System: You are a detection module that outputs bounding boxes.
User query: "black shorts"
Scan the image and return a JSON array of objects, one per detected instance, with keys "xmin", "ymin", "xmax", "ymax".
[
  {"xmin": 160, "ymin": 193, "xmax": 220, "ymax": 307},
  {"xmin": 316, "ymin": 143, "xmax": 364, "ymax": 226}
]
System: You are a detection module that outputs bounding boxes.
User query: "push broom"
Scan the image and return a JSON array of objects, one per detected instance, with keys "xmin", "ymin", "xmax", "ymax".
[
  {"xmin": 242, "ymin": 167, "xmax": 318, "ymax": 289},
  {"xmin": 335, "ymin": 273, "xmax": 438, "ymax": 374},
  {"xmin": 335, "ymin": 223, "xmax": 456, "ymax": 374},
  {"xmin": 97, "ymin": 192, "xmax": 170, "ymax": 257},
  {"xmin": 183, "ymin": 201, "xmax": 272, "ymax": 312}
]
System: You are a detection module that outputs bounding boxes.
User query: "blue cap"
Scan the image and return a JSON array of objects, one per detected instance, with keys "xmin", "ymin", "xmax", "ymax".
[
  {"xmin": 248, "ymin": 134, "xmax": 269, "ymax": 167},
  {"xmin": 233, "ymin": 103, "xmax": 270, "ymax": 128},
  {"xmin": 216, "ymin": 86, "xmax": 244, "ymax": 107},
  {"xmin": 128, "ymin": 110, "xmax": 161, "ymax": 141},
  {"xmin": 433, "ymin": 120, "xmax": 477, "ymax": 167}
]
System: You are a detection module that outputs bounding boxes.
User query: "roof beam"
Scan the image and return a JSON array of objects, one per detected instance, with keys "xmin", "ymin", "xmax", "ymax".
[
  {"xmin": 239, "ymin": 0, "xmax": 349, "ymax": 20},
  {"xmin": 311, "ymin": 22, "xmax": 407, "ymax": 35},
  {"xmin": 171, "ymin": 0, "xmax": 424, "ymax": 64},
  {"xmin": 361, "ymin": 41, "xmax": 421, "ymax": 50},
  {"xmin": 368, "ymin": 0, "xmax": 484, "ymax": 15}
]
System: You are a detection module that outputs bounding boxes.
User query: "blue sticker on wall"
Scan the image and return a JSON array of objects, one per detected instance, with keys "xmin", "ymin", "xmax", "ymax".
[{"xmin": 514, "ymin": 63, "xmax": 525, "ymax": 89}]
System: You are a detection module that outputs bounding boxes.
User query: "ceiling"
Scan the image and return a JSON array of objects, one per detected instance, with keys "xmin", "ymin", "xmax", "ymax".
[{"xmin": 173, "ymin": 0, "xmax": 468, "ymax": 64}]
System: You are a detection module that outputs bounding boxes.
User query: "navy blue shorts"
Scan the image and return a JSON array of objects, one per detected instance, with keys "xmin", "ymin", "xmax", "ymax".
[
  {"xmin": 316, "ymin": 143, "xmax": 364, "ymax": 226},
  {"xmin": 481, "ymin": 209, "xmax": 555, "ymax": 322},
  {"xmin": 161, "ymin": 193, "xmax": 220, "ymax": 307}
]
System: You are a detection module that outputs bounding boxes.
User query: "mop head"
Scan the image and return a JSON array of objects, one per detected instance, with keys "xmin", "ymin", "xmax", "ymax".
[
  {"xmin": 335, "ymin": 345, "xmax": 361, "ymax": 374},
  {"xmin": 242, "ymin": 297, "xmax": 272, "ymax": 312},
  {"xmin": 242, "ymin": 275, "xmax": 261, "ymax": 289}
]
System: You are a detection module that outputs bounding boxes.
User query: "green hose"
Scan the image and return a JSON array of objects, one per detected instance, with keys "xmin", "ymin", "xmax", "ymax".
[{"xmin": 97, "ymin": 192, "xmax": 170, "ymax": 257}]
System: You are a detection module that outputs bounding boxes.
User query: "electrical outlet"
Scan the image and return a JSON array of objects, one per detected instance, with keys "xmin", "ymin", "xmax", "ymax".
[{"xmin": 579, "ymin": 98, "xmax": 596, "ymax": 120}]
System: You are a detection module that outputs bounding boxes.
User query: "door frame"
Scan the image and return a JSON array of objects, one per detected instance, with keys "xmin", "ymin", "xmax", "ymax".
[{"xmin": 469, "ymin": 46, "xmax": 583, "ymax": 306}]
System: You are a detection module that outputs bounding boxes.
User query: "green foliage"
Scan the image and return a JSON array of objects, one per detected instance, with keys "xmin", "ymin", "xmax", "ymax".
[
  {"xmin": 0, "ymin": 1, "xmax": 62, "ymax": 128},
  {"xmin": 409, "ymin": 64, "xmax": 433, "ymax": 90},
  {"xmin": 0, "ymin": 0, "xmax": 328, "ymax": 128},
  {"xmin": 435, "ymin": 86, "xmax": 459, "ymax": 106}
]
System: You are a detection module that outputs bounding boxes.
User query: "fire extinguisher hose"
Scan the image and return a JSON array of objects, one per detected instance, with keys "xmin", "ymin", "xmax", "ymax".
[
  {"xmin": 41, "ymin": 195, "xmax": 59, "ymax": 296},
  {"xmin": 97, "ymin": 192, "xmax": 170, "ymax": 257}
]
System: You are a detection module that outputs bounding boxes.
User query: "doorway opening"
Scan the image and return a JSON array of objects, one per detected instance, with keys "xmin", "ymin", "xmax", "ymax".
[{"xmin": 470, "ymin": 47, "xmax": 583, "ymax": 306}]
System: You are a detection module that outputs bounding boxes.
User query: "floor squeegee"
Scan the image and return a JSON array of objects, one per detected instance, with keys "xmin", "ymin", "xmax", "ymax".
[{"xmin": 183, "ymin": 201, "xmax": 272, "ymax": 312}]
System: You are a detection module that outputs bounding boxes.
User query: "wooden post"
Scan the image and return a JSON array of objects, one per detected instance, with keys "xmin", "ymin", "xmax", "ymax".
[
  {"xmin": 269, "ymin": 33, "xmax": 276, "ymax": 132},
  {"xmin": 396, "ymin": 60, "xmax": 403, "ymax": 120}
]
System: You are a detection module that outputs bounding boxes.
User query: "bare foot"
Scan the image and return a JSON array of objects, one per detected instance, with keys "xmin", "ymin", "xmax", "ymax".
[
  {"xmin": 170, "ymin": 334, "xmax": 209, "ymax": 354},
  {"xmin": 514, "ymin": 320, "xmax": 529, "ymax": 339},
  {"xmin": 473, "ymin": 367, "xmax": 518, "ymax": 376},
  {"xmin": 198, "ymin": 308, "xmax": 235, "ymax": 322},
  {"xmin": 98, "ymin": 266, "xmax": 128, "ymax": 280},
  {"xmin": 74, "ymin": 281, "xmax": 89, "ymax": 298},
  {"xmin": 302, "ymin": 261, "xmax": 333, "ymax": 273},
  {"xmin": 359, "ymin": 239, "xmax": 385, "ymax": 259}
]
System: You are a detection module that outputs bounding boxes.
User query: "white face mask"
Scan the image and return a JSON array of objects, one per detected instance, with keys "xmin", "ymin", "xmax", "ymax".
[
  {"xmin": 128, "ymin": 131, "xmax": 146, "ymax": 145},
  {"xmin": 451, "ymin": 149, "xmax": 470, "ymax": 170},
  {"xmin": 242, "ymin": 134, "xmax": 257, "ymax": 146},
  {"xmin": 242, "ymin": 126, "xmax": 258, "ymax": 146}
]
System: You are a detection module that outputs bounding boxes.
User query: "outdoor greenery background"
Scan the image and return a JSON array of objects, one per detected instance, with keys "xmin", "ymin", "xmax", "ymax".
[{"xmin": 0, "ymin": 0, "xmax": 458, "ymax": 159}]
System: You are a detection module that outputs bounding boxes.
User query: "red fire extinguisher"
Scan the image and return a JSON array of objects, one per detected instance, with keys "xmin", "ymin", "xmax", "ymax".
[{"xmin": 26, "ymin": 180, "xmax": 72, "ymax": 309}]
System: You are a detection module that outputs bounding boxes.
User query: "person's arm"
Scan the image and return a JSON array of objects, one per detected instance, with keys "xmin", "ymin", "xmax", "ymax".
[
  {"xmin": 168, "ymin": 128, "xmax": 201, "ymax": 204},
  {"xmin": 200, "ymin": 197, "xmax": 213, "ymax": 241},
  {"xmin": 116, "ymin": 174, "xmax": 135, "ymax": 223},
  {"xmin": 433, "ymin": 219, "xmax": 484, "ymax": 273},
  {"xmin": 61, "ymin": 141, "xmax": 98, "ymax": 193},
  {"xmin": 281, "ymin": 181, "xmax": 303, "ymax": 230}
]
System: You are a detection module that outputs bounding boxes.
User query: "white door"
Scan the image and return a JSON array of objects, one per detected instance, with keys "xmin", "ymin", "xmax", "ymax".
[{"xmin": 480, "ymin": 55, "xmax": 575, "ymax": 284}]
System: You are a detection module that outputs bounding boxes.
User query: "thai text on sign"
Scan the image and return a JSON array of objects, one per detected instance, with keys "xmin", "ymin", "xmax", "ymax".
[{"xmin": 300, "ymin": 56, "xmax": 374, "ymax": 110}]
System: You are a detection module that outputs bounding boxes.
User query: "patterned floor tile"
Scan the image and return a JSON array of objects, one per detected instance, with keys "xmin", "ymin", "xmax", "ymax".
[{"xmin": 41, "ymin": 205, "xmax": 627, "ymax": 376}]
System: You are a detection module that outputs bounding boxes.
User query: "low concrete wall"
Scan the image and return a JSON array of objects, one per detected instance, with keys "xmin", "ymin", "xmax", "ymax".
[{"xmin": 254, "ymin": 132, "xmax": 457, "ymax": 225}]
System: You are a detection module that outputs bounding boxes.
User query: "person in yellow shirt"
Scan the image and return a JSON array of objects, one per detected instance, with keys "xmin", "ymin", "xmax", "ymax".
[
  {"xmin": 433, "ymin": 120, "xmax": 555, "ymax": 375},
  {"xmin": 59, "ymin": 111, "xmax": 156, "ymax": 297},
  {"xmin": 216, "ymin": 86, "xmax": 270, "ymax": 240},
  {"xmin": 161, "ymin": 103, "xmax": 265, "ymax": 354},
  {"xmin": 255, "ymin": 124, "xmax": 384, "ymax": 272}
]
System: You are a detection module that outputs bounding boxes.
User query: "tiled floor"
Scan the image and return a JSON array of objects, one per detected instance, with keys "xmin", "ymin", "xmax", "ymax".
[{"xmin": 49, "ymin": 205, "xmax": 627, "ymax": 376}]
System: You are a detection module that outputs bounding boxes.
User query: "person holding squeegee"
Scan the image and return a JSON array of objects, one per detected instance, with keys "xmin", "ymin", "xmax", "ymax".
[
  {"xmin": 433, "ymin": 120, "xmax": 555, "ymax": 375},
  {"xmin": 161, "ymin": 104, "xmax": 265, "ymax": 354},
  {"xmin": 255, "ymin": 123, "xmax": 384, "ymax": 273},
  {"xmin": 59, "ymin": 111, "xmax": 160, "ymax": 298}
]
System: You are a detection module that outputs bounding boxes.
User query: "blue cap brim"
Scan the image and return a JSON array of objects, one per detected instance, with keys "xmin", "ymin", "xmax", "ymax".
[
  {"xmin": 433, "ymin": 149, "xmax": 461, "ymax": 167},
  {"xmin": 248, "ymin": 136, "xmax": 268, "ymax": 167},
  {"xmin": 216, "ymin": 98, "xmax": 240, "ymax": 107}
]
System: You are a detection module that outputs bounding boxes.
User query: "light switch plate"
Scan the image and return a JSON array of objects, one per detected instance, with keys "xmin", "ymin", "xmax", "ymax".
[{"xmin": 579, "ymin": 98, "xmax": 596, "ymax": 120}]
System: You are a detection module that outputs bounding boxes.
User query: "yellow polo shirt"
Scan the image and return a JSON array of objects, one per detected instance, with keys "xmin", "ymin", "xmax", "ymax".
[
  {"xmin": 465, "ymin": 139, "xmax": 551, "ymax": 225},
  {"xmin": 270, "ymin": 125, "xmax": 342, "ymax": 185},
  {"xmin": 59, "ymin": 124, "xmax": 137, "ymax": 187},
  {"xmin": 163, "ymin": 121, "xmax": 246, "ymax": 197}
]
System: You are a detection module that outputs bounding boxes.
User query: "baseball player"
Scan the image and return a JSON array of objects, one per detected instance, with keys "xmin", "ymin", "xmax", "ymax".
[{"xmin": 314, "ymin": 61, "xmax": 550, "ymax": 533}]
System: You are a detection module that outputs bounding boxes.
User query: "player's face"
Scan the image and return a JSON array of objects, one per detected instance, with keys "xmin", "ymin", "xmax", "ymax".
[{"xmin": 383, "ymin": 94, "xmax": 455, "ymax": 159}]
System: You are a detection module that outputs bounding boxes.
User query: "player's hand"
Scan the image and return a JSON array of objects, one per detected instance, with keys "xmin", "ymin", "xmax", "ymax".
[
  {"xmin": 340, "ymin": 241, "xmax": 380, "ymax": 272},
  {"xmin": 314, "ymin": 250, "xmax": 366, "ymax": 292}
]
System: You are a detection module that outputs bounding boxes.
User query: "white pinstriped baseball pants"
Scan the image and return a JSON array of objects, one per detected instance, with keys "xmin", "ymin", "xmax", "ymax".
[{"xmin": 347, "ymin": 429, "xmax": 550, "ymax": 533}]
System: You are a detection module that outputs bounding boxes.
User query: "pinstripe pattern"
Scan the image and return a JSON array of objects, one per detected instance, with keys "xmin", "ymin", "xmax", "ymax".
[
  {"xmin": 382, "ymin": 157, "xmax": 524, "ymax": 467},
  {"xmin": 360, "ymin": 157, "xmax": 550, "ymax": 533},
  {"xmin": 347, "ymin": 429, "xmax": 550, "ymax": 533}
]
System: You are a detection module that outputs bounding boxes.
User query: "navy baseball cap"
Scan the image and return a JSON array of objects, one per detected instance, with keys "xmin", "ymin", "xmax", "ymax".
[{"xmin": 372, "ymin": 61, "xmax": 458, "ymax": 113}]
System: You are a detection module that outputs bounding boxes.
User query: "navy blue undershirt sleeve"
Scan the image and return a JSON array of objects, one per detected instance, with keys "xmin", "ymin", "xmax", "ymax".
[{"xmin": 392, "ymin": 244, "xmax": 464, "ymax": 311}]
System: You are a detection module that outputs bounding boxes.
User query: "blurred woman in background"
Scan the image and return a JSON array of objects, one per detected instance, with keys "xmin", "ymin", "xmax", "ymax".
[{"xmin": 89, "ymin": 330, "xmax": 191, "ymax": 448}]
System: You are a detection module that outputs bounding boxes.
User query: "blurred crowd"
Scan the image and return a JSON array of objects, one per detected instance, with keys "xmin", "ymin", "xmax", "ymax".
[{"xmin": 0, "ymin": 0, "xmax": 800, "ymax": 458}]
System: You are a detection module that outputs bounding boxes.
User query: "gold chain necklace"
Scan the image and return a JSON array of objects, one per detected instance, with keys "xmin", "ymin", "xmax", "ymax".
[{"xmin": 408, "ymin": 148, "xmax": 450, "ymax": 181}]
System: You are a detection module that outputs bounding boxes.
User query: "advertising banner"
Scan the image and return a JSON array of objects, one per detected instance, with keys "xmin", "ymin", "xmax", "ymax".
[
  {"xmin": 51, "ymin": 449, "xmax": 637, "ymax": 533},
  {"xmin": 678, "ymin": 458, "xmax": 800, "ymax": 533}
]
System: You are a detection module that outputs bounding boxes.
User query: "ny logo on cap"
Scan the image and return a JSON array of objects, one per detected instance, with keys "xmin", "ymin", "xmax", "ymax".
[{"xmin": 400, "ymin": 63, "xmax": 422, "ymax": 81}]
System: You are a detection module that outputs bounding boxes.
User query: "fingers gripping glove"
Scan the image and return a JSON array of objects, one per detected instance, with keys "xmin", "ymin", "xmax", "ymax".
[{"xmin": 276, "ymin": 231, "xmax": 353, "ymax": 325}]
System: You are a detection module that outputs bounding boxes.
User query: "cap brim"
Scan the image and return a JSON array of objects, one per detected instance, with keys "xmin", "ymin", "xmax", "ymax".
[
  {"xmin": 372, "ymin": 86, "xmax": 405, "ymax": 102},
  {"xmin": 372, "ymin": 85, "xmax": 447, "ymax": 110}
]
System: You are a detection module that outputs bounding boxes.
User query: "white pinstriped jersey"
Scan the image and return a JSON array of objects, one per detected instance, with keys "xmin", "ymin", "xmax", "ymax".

◆ ◆ ◆ ◆ ◆

Work to do:
Which lines in the records above contain the word "extinguisher"? Return each of those lines in full, treating uppercase and lowercase letters as distinct.

Result of the task:
User query: "fire extinguisher hose"
User query: "red fire extinguisher"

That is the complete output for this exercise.